* Solicitud dada A
Filtra las entradas y copia cada línea en la que aparezca la palabra "bronze".

* Página
▽

En 2019, por varios motivos, la población volvió a demostrar su descontento en las calles, pidiendo un cambio radical a nivel político y económico. Pero las aspiraciones de los iraquíes tampoco pueden desvincularse del contexto que prevalece a escala regional e internacional.

Mientras el país sufre una situación socioeconómica dramática, también hay que destacar los efectos generados por las interacciones con los actores extranjeros y sus aspiraciones. En las críticas llevadas a cabo por la población iraquí, se han oído eslóganes en contra de dos Estados en particular: EE UU e Irán. ¿Qué puede ocurrir entonces? ¿Cómo tenemos que leer las protestas en Irak? Por otro lado, ¿podrían cambiar las alianzas tradicionales de Irak hasta perjudicar las relaciones del país con Washington y Teherán? ¿O se van a mantener los fundamentos iraquíes hasta que asistamos a otra tormenta?

△

* Entradas proporcionadas
▽

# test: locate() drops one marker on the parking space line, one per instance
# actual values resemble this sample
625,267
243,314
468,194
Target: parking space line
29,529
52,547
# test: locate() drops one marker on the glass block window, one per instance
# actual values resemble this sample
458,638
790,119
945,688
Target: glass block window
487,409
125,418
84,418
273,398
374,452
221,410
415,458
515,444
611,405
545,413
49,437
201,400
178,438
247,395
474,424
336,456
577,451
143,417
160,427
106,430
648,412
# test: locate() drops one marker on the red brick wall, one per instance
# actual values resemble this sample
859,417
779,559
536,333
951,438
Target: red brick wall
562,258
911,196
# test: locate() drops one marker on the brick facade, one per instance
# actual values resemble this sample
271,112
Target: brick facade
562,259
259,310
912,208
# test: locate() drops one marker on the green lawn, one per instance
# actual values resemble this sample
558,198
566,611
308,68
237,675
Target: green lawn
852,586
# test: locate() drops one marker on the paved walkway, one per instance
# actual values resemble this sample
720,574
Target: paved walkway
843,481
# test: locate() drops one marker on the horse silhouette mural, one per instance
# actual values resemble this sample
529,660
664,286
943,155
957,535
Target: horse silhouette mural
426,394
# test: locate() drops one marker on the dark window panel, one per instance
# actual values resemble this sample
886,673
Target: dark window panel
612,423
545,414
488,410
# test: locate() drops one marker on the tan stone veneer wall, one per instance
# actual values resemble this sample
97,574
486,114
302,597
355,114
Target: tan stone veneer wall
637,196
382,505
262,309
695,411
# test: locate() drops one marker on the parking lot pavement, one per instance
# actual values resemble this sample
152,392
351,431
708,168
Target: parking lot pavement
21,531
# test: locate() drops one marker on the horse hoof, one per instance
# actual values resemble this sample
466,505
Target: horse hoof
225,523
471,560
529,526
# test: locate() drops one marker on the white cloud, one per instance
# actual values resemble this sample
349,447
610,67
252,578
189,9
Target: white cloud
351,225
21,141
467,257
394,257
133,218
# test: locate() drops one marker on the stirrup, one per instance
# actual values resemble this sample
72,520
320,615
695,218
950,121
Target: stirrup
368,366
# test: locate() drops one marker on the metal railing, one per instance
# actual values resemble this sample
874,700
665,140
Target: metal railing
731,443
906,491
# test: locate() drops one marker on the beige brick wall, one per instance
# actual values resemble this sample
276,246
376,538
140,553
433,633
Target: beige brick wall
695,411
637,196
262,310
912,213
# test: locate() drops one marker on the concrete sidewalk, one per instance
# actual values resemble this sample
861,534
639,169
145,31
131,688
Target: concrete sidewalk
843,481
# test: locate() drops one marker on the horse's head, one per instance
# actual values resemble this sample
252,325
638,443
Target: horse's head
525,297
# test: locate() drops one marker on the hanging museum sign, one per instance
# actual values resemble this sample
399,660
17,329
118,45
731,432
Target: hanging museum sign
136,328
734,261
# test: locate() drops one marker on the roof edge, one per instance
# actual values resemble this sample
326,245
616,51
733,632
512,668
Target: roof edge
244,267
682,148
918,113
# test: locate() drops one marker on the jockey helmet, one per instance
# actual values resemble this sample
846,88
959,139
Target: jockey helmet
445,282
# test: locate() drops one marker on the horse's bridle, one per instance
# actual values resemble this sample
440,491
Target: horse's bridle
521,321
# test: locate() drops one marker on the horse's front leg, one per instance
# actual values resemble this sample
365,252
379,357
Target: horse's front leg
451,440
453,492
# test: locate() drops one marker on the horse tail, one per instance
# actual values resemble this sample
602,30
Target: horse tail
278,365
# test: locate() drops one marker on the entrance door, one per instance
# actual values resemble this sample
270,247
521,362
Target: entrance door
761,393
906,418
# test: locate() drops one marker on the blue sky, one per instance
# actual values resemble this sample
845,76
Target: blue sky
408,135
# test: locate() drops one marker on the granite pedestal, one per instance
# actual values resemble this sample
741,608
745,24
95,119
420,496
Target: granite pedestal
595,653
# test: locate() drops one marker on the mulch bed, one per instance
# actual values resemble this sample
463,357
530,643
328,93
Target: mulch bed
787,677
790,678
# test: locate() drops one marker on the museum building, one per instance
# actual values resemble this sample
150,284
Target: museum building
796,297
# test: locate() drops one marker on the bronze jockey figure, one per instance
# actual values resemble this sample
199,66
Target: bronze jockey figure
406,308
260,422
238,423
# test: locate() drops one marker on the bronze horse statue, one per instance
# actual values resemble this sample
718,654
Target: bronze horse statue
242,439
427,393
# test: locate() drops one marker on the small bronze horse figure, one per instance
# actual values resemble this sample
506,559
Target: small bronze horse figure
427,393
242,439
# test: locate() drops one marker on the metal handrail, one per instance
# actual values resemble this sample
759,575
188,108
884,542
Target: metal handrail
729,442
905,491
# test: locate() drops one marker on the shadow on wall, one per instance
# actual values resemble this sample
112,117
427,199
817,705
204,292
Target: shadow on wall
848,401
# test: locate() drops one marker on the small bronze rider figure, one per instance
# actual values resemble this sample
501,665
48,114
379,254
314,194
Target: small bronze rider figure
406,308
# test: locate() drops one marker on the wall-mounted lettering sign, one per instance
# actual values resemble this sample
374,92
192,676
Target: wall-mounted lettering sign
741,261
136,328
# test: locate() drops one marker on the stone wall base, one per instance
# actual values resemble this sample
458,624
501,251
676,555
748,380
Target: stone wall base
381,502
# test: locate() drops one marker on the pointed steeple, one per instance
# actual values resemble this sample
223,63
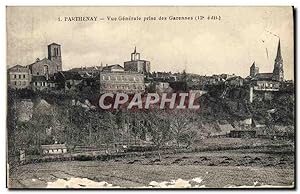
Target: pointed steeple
278,56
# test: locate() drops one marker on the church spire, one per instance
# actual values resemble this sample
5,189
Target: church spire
278,56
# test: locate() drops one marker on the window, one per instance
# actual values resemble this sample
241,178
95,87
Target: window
46,69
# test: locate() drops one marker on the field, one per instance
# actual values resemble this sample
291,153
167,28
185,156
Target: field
213,169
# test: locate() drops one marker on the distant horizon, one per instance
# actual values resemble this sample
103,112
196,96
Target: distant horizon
229,46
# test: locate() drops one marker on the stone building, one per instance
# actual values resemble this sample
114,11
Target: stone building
276,75
38,74
136,64
19,77
50,65
114,79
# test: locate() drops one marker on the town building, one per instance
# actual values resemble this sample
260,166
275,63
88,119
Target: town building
50,65
136,64
19,77
114,79
38,74
276,75
40,82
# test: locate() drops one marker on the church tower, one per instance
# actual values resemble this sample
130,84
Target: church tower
253,70
135,56
54,54
278,73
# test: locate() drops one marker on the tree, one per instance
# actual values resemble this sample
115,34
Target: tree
158,127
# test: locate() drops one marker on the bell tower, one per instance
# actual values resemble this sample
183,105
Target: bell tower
278,73
54,54
135,56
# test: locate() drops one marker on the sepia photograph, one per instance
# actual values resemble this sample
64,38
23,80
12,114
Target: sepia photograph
150,97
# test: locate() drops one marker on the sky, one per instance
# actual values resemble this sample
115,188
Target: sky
206,47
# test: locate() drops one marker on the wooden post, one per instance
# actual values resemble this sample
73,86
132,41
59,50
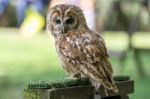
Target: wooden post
80,91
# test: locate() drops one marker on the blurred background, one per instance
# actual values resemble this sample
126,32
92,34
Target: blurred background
27,52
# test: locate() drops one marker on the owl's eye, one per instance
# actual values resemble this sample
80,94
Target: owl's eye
70,20
57,21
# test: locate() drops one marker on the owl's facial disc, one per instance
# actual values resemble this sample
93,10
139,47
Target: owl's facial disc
63,24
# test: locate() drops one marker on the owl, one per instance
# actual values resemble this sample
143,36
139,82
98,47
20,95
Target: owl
82,52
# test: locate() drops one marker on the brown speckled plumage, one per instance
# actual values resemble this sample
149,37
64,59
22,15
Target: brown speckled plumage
81,51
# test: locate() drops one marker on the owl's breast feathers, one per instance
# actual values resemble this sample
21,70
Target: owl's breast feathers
85,53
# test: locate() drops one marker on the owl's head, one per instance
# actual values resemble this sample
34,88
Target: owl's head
64,18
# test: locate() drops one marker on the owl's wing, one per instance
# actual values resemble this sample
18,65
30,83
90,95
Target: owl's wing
96,64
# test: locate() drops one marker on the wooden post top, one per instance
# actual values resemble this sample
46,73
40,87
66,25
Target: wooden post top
74,89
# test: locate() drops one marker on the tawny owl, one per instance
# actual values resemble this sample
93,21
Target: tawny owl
81,51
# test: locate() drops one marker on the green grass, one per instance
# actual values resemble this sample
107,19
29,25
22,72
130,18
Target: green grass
24,59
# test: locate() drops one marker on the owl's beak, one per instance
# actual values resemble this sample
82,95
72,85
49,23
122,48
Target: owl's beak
64,30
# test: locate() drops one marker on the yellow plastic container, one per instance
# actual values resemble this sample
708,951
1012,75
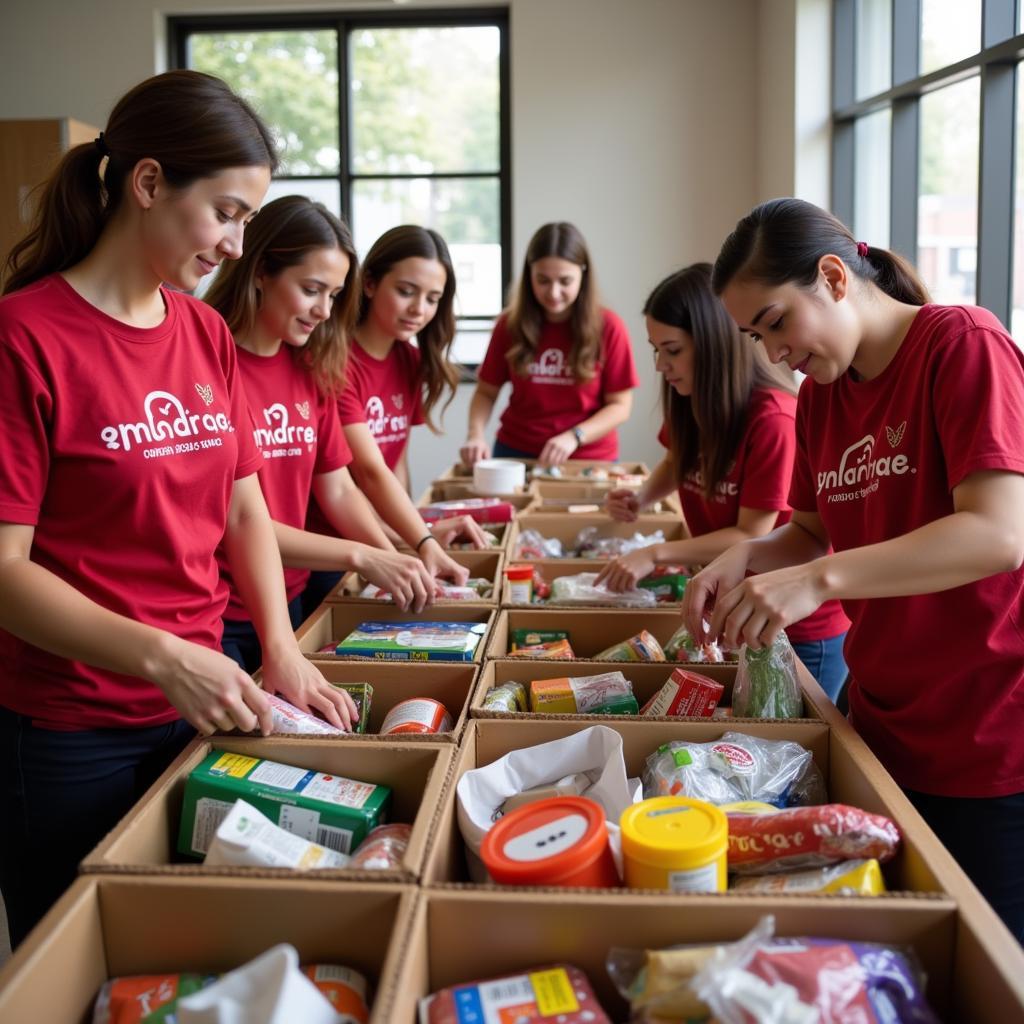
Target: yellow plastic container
675,843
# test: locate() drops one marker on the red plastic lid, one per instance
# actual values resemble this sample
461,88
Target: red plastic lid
545,842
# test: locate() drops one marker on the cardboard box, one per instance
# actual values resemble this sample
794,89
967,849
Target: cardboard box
333,622
445,946
144,842
109,927
481,564
849,779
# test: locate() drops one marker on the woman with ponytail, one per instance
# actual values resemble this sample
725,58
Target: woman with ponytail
910,463
128,456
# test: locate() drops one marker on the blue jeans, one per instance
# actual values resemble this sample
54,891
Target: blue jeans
241,643
986,838
60,793
823,659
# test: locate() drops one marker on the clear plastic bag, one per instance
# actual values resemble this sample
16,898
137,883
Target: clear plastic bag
766,682
737,767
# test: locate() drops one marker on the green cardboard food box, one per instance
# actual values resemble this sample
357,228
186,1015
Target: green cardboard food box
333,811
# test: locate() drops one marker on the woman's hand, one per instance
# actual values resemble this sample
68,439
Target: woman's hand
626,571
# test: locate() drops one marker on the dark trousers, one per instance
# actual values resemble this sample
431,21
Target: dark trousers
60,793
986,838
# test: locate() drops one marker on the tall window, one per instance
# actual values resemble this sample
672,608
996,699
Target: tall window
386,120
926,141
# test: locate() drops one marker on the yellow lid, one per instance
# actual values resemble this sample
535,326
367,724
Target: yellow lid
674,832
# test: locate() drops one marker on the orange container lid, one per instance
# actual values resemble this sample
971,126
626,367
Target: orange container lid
546,841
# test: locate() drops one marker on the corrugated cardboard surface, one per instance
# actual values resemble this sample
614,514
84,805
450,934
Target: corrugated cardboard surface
145,839
108,927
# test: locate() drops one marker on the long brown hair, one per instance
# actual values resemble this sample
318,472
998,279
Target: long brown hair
524,316
192,123
282,235
434,341
782,241
707,426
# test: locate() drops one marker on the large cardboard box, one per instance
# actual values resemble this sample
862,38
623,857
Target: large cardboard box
108,927
144,842
333,622
922,864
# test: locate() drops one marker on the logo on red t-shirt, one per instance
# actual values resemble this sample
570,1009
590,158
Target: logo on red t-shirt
858,465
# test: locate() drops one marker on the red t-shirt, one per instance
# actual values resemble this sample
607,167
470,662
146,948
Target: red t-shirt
121,448
298,432
549,399
758,478
938,689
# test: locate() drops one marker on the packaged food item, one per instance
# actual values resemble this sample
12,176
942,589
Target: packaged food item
289,719
146,998
675,843
849,878
519,584
417,715
642,647
383,849
508,697
559,841
808,837
248,839
684,694
766,682
736,767
331,810
414,641
607,693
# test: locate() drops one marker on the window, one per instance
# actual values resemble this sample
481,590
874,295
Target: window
925,151
386,120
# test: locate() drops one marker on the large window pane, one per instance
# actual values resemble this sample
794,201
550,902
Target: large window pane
425,100
292,80
950,31
875,39
947,210
465,211
872,150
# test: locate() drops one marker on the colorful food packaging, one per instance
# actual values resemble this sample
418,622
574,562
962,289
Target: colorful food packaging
607,693
642,647
544,995
414,641
331,810
684,694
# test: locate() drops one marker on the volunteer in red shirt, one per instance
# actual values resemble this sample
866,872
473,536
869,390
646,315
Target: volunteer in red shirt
290,302
910,462
127,456
569,363
407,291
730,434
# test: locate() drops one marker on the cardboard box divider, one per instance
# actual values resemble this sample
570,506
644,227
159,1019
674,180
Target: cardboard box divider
144,842
334,621
107,927
915,867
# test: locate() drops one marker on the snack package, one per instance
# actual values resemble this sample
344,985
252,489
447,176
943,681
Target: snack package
642,647
508,697
849,878
736,767
147,998
558,993
580,589
808,837
766,682
685,694
607,693
761,980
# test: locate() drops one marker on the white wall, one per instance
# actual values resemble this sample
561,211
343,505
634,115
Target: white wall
642,121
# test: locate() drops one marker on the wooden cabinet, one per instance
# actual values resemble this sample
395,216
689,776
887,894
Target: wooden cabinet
29,151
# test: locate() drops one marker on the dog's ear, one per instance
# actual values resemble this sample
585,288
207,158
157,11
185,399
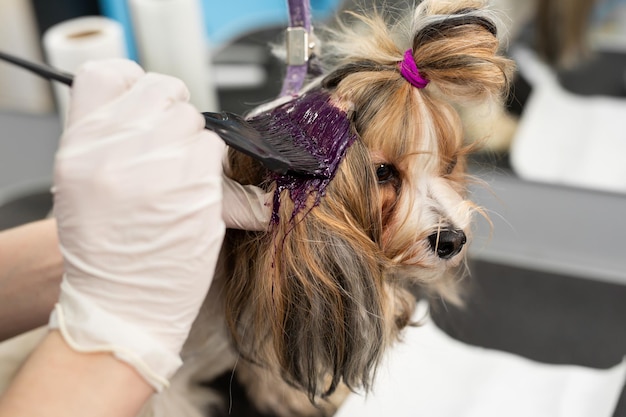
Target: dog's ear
309,296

△

* Solicitud dada B
Retoma el texto sobre las protestas en Irak y sigue escribiéndolo a partir de su última oración.

* Respuesta escrita A
# test: locate() drops one marker on the bronze jockey figure, one per instance
Target: bronze jockey figure
# test: locate() drops one marker on the bronze horse statue, one per instance
Target: bronze horse statue
# test: locate() drops one marker on the small bronze horse figure, one per instance
Target: small bronze horse figure
# test: locate() drops one marker on the small bronze rider figure, one per instance
Target: small bronze rider figure

* Respuesta escrita B
Las protestas iraquíes de 2019

Desde la invasión de Irak en 2003, han sido muchos los motivos que han alimentado la decepción y la frustración de los iraquíes. De hecho, mientras se les había prometido que el derrocamiento del poder del expresidente Sadam Husein les traería democracia, desarrollo y riqueza, los ciudadanos acabaron recogiendo subdesarrollo, pobreza e inseguridad.

La oportunidad que se les ha dado a elegir a sus representantes políticos, ya  sea de forma directa (consejos y parlamento) o indirecta (primer ministro, presidente), ni siquiera ha solucionado la cuestión de la legitimidad política. De hecho, los iraquíes no han encontrado satisfacción con ninguno de los líderes que se han sucedido en el poder desde 2003.

Al mismo tiempo, cabe decir que las características de la sociedad iraquí (con una proporción de la población bastante conservadora y dirigida más hacia las perspectivas locales) contradicen las lógicas de “representatividad nacional" tal y como las entendemos desde un punto de vista occidental. Por supuesto, los iraquíes prefieren poder elegir a sus representantes políticos en lugar de vivir bajo un orden dictatorial y opresivo; dicho eso, las elecciones organizadas a lo largo de estos últimos diecisiete años también han puesto en evidencia cómo los ciudadanos favorecen a candidatos que perciben como más cercanos desde un punto de vista identitario –empezando por la afiliación étnica y/o religiosa. Además, dan mucha importancia a los asuntos y preocupaciones que prevalecen a nivel local.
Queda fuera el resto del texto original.